## [Extrait du document]
Pour cette nouvelle édition du Prix littéraire On’, nos jurés se sont penchés sur six romans de la rentrée littéraire de septembre 2020. Toutes les deux semaines, découvrez ce qu’ils ont pensé des livres en compétition. Au programme cette semaine : Un jour ce sera vide de Hugo Lindenberg, aux éditions Christian Bourgois.

Un été, en Normandie. Le jeune narrateur, qui ne sera jamais nommé tout au long du récit, passe ses journées sur la plage avec pour seule compagnie sa solitude et ses interrogations d’enfant. De loin, il contemple les autres familles, celles qui ont l’air « normales », portées par des mères aimantes, et se nourrit de ce spectacle réconfortant. Un jour, alors qu’il observe le cadavre translucide d’une méduse échouée sur le sable, il fait la connaissance d’un enfant de son âge, Baptiste. Immédiatement, les deux garçons se lient d’une amitié, d’autant plus forte qu’elle est fondée sur un déséquilibre de taille : Baptiste a une famille parfaite. Un nouveau monde s’ouvre alors à notre narrateur qui, flanqué d’une grand-mère à l’accent polonais trop prononcé et d’une tante « monstrueuse », ne tardera pourtant pas à s’interroger sur son appartenance. Vers où ira sa loyauté ?

Estelle Cocco : « Un récit touchant porté par une plume délicate »

## [Matériel fourni]
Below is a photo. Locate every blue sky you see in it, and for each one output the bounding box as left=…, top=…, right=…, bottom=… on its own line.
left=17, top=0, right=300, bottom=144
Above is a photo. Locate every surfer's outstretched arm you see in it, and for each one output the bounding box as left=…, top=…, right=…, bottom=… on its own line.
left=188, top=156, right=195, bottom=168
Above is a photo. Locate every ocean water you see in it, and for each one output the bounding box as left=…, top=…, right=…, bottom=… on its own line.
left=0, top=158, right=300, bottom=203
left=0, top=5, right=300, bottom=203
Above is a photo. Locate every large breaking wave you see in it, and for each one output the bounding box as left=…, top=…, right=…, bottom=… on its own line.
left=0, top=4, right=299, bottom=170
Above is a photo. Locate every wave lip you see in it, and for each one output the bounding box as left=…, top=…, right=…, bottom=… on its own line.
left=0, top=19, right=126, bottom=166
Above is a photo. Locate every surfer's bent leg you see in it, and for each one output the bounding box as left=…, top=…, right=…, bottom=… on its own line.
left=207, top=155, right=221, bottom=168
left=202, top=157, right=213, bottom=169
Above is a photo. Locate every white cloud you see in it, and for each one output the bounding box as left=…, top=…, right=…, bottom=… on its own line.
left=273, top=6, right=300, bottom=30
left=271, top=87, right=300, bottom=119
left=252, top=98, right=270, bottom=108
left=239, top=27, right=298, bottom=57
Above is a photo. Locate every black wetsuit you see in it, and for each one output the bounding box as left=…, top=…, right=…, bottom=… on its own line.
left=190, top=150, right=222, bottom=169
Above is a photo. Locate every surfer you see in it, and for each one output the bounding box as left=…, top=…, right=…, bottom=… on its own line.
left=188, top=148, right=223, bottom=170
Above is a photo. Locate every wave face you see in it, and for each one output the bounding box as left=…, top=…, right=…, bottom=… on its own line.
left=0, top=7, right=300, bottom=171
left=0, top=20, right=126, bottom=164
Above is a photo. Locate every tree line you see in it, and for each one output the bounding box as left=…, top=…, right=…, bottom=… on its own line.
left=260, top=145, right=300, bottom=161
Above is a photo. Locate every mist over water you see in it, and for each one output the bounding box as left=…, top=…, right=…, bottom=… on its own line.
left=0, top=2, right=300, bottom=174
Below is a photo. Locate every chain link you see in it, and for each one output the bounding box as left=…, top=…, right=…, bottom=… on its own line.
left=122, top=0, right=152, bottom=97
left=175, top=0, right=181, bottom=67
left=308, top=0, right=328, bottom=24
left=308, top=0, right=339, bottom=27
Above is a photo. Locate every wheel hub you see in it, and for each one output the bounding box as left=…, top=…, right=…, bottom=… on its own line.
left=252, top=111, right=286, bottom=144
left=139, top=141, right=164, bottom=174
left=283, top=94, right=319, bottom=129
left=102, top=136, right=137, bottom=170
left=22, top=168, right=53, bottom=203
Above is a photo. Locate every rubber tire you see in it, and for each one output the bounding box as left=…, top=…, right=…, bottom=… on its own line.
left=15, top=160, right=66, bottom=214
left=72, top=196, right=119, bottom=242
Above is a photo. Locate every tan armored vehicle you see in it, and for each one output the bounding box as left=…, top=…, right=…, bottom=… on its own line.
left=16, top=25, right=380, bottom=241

## [Série d'exercices]
a. Dans l'extrait sur le roman Un jour ce sera vide, comment s'appelle l'enfant que le narrateur rencontre sur la plage ?
b. Les affirmations suivantes sont-elles conformes à l'extrait sur le roman Un jour ce sera vide ? Répondez par oui ou par non, en citant mot pour mot les passages qui tranchent.
(i) Le narrateur est nommé dans le récit.
(ii) L'histoire se passe en été, en Normandie.
(iii) Les jurés ont lu six romans de la rentrée littéraire de septembre 2020.
c. Recopiez sans rien changer le passage de l'extrait sur le roman Un jour ce sera vide compris entre « Pour cette nouvelle » et « éditions Christian Bourgois. », ces deux bornes incluses.

## [Réponses dans l'ordre]
a. Il s'appelle Baptiste.

b.
(i) Non : « qui ne sera jamais nommé tout au long du récit ».
(ii) Oui : « Un été, en Normandie. »
(iii) Oui : « nos jurés se sont penchés sur six romans de la rentrée littéraire de septembre 2020 ».

c.
Pour cette nouvelle édition du Prix littéraire On’, nos jurés se sont penchés sur six romans de la rentrée littéraire de septembre 2020. Toutes les deux semaines, découvrez ce qu’ils ont pensé des livres en compétition. Au programme cette semaine : Un jour ce sera vide de Hugo Lindenberg, aux éditions Christian Bourgois.